=== TUGAS TERTULIS ===
**a)** Ringkaslah paragraf yang diawali "Ia mengungkapkan, berdasarkan hasil pemantauan AJI" dalam kutipan tentang ujaran kebencian di bawah ini dalam bentuk daftar. Pertahankan fakta-fakta utamanya.
**b)** Tuliskan ulang kata demi kata bagian kutipan tentang ujaran kebencian di bawah ini. Mulailah dari "Ia mengungkapkan, berdasarkan" sampai dengan "pada 27 November.", dan sertakan juga kata-kata terakhir tersebut.

=== KUTIPAN BACAAN ===
┄┄┄┄┄┄

Ia mengungkapkan, berdasarkan hasil pemantauan AJI yang bekerja sama dengan Monash University Indonesia, Provinsi Jawa Barat menjadi daerah yang paling tinggi dalam tren negatif itu, diikuti Aceh, Sumatera Barat, Maluku Utara, dan Nusa Tenggara Barat (NTB).
"Tingginya ujaran kebencian di lima provinsi itu, yang mungkin juga terjadi di provinsi yang lain, perlu jadi perhatian KPU maupun Bawaslu di daerah," kata Bayu dalam keterangan tertulis yang diterima ANTARA di Jakarta, Selasa.
Menurut dia, tindakan pencegahan harus segera dilakukan, agar ujaran kebencian itu tidak terakumulasi membesar setelah hari pemungutan suara pada 27 November.

┄┄┄┄┄┄

=== DATA TERSIMPAN ===
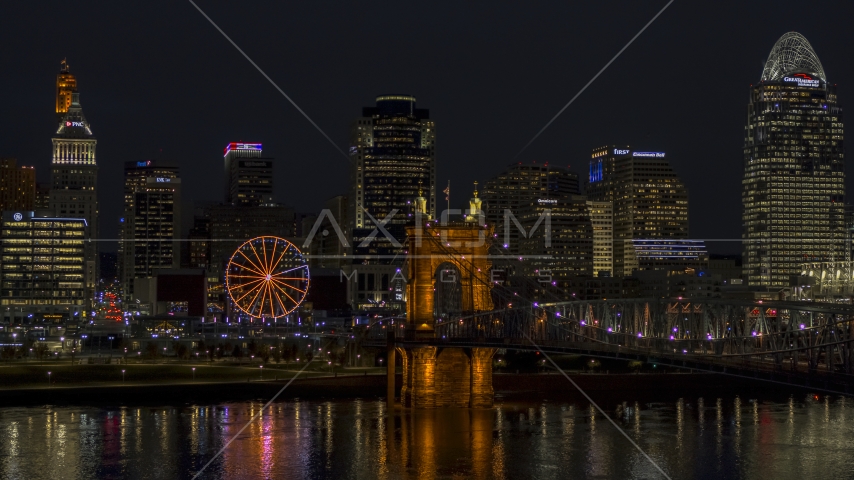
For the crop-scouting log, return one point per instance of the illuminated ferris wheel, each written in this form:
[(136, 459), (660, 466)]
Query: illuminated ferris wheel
[(267, 277)]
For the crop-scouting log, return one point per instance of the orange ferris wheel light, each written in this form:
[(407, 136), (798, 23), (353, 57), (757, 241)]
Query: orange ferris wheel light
[(267, 277)]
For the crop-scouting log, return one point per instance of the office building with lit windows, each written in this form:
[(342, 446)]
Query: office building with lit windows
[(74, 180), (393, 148), (248, 175), (519, 186), (602, 220), (150, 229), (17, 186), (793, 190), (563, 245), (649, 201), (43, 267), (143, 177)]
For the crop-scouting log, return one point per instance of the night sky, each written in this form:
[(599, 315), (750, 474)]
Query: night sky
[(158, 81)]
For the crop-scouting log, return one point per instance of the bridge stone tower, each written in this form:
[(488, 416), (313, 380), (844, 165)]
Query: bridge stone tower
[(435, 375)]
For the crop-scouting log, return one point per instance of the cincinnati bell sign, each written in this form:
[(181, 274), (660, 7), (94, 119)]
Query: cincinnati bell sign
[(803, 80)]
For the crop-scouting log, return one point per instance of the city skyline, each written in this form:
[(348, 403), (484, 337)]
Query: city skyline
[(504, 240), (702, 148)]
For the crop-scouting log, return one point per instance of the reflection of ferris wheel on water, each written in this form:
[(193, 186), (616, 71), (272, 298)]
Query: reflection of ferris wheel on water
[(267, 277)]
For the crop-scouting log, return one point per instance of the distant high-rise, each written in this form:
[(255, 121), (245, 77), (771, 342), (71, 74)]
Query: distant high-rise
[(151, 218), (17, 186), (602, 218), (565, 250), (43, 270), (793, 190), (393, 148), (74, 179), (66, 84), (520, 185), (42, 199), (248, 175), (649, 202)]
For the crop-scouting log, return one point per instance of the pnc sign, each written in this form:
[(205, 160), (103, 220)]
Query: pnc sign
[(803, 80)]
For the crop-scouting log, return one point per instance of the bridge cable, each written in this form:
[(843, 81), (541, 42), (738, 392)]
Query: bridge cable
[(257, 415), (608, 417)]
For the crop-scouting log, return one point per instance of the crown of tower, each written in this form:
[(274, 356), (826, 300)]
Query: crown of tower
[(792, 54), (73, 123)]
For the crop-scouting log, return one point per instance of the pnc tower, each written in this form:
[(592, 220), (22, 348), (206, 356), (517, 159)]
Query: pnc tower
[(66, 84), (74, 176), (793, 189)]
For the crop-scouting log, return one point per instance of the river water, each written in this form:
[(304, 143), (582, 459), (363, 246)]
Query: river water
[(728, 437)]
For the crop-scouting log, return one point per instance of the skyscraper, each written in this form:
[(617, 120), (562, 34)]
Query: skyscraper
[(649, 202), (43, 267), (565, 250), (17, 186), (602, 218), (248, 175), (151, 218), (519, 186), (66, 84), (393, 148), (74, 178), (793, 191)]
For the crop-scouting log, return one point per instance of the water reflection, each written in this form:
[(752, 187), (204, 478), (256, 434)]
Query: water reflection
[(725, 437)]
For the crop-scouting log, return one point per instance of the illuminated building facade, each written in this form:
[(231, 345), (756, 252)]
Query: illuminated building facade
[(228, 227), (42, 197), (66, 84), (142, 176), (561, 248), (17, 186), (74, 179), (519, 186), (793, 190), (602, 219), (151, 227), (43, 266), (665, 254), (393, 148), (248, 175), (649, 199)]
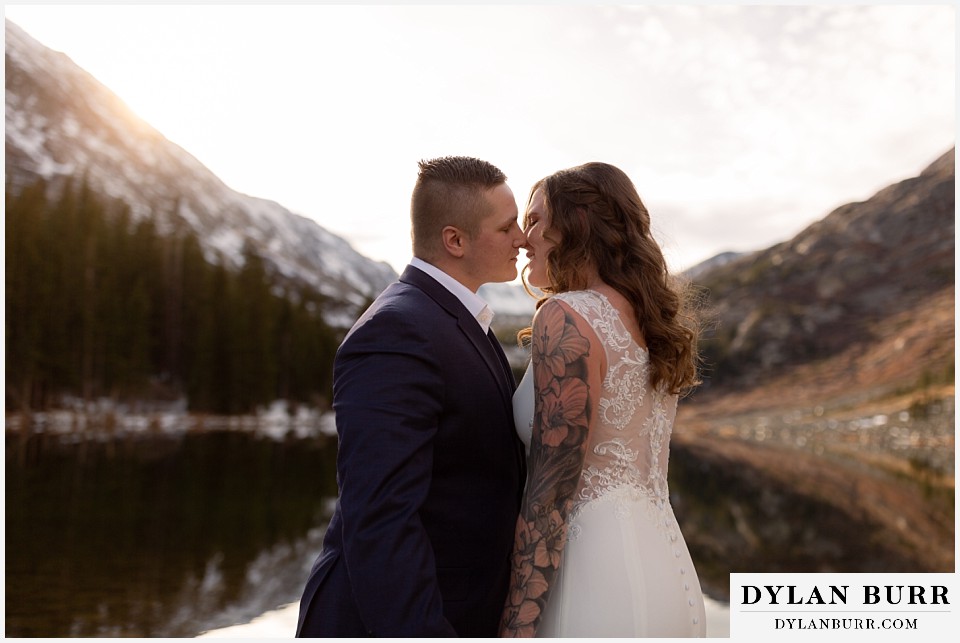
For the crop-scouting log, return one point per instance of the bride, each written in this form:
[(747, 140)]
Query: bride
[(598, 551)]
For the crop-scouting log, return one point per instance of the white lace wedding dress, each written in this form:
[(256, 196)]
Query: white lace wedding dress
[(626, 571)]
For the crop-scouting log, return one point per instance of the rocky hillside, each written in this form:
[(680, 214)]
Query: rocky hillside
[(837, 285), (61, 122), (823, 439)]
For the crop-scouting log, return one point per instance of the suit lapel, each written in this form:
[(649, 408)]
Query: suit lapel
[(492, 355)]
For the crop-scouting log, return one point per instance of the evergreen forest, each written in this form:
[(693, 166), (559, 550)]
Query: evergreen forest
[(101, 304)]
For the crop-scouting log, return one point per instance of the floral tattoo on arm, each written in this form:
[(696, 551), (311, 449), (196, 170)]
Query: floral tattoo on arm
[(557, 449)]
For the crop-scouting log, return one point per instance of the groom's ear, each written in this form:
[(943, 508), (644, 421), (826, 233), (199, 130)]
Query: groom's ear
[(453, 240)]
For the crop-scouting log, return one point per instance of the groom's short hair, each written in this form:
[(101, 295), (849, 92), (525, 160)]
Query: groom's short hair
[(450, 191)]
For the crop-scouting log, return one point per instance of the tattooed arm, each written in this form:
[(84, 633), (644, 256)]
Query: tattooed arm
[(562, 406)]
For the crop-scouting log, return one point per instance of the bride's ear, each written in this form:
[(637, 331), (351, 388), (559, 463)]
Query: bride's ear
[(453, 240)]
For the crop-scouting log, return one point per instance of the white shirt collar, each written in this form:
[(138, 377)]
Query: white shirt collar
[(473, 302)]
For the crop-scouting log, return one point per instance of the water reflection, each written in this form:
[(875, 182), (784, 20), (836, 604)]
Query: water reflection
[(159, 533)]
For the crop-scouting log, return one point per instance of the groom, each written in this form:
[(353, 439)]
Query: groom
[(429, 466)]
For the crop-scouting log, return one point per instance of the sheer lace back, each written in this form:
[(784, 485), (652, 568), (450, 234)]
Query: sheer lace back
[(628, 447)]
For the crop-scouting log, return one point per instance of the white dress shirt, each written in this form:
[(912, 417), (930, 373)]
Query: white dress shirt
[(473, 302)]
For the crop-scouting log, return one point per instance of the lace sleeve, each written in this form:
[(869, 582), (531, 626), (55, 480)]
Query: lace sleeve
[(562, 407)]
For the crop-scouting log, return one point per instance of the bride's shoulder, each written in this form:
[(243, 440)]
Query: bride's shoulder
[(579, 305)]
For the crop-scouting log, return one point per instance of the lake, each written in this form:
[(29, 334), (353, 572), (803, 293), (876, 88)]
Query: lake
[(168, 526), (160, 532)]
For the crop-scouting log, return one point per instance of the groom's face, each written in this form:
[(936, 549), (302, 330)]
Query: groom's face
[(492, 252)]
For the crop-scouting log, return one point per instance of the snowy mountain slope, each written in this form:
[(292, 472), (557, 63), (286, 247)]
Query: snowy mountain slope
[(61, 122)]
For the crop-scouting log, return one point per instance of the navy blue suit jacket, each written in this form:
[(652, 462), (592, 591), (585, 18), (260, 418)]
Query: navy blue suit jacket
[(430, 473)]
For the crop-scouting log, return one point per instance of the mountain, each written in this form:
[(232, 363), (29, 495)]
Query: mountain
[(867, 275), (823, 437), (61, 122)]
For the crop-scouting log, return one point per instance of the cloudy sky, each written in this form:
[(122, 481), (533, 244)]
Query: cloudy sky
[(740, 125)]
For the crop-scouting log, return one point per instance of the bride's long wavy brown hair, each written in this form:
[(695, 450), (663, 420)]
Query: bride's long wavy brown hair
[(597, 218)]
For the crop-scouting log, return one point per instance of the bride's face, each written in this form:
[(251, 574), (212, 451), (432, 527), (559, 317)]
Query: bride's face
[(539, 245)]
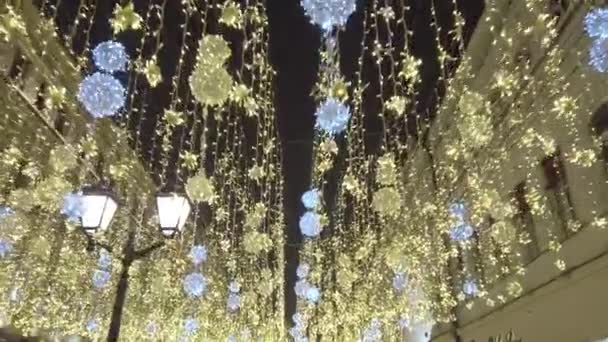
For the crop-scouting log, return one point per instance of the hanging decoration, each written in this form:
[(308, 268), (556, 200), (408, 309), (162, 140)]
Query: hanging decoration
[(408, 175), (101, 95)]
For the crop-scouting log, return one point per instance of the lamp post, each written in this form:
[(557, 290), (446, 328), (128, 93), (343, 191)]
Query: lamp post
[(97, 208)]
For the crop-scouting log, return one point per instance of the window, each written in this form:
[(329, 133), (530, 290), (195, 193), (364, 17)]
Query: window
[(557, 8), (525, 222), (556, 186), (40, 97), (18, 67), (599, 126)]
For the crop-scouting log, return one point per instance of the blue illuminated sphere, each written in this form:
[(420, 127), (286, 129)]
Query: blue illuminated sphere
[(373, 332), (234, 287), (92, 326), (298, 320), (198, 254), (110, 56), (598, 55), (399, 281), (195, 284), (404, 323), (301, 288), (470, 287), (100, 279), (310, 199), (5, 211), (190, 325), (151, 328), (332, 116), (461, 232), (6, 247), (234, 302), (310, 224), (302, 271), (101, 95), (313, 294), (105, 260), (596, 23), (329, 13)]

┄┄┄┄┄┄

=== KUNCI JAWABAN ===
**a)**
Hasil pemantauan AJI bersama Monash University Indonesia tentang provinsi dengan tren negatif tertinggi:
1. Jawa Barat (tertinggi)
2. Aceh
3. Sumatera Barat
4. Maluku Utara
5. Nusa Tenggara Barat (NTB)

**b)**
Ia mengungkapkan, berdasarkan hasil pemantauan AJI yang bekerja sama dengan Monash University Indonesia, Provinsi Jawa Barat menjadi daerah yang paling tinggi dalam tren negatif itu, diikuti Aceh, Sumatera Barat, Maluku Utara, dan Nusa Tenggara Barat (NTB).
"Tingginya ujaran kebencian di lima provinsi itu, yang mungkin juga terjadi di provinsi yang lain, perlu jadi perhatian KPU maupun Bawaslu di daerah," kata Bayu dalam keterangan tertulis yang diterima ANTARA di Jakarta, Selasa.
Menurut dia, tindakan pencegahan harus segera dilakukan, agar ujaran kebencian itu tidak terakumulasi membesar setelah hari pemungutan suara pada 27 November.